- Document segment:
════════

Via de' Tornabuoni, or Via Tornabuoni, is a street at the center of Florence, Italy, that goes from Antinori square to ponte Santa Trinita, across Santa Trinita square, distinguished by the presence of fashion boutiques.

The street houses high fashion boutiques, belonging to designer brands such as Gucci, Salvatore Ferragamo, Enrico Coveri, Roberto Cavalli, Emilio Pucci and others; also boutiques of jewelry are here such as Damiani, Bulgari and Buccellati.

History

The road was once crossed by the city's Roman walls; in the early Middle Ages, it ran along the Mugnone river. Near the current Palazzo Strozzi   was the Brancazio Gate. With the 12th century enlargement of the walls, the stream was diverted and the road widened. At the time, it had different names, including  Via Larga dei Legnaiuoli and Via dei Belli Sporti.

After the creation of the Grand Duchy of Tuscany in the 16th century, via de' Tornabuoni was the seat of the processions from Palazzo Pitti  to via Maggio and Ponte Santa Trinita, as well as pallone col bracciale matches, Calcio Fiorentino games and horse races. In 1565 it received a porphyry column which still characterizes it.

Via de' Tornabuoni once housed the Casoni Cafè, where, in 1920, the  Negroni cocktail was invented by Camillo Negroni.

════════

- Data section:
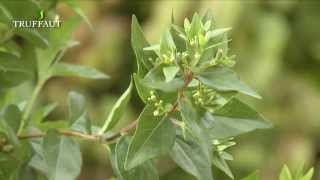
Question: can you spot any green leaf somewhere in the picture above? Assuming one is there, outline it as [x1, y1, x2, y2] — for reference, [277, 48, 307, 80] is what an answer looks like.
[125, 106, 175, 169]
[160, 30, 176, 55]
[179, 99, 212, 161]
[0, 52, 32, 88]
[68, 92, 92, 134]
[101, 80, 133, 133]
[212, 152, 234, 179]
[279, 165, 293, 180]
[60, 0, 94, 30]
[206, 28, 231, 40]
[242, 171, 259, 180]
[133, 73, 152, 104]
[29, 139, 48, 174]
[163, 66, 179, 83]
[111, 136, 159, 180]
[52, 63, 109, 79]
[43, 130, 82, 180]
[131, 15, 157, 76]
[201, 9, 215, 29]
[143, 66, 184, 92]
[68, 91, 86, 124]
[170, 136, 213, 180]
[188, 13, 201, 38]
[143, 44, 160, 56]
[197, 67, 261, 99]
[1, 105, 22, 145]
[32, 103, 57, 126]
[170, 24, 187, 52]
[301, 168, 314, 180]
[203, 98, 271, 139]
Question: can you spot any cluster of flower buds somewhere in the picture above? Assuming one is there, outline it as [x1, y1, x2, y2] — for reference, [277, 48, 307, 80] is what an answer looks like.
[192, 84, 219, 108]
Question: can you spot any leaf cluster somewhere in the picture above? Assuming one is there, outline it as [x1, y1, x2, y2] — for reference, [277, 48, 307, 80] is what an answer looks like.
[0, 0, 271, 180]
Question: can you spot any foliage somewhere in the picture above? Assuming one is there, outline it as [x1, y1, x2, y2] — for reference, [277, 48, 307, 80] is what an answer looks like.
[0, 0, 312, 180]
[243, 165, 314, 180]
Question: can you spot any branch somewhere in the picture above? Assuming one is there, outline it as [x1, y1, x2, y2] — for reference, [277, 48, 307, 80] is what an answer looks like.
[18, 71, 193, 144]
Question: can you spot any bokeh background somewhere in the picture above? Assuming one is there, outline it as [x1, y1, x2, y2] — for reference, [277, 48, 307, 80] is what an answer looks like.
[23, 0, 320, 180]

════════

- Things to do:
(a) In the Via de' Tornabuoni text, what did the street receive in 1565?
(b) Reproduce the Via de' Tornabuoni text starting at "The road was" and ending at "by Camillo Negroni.".

- Solution list:
(a) A porphyry column.

(b)
The road was once crossed by the city's Roman walls; in the early Middle Ages, it ran along the Mugnone river. Near the current Palazzo Strozzi   was the Brancazio Gate. With the 12th century enlargement of the walls, the stream was diverted and the road widened. At the time, it had different names, including  Via Larga dei Legnaiuoli and Via dei Belli Sporti.

After the creation of the Grand Duchy of Tuscany in the 16th century, via de' Tornabuoni was the seat of the processions from Palazzo Pitti  to via Maggio and Ponte Santa Trinita, as well as pallone col bracciale matches, Calcio Fiorentino games and horse races. In 1565 it received a porphyry column which still characterizes it.

Via de' Tornabuoni once housed the Casoni Cafè, where, in 1920, the  Negroni cocktail was invented by Camillo Negroni.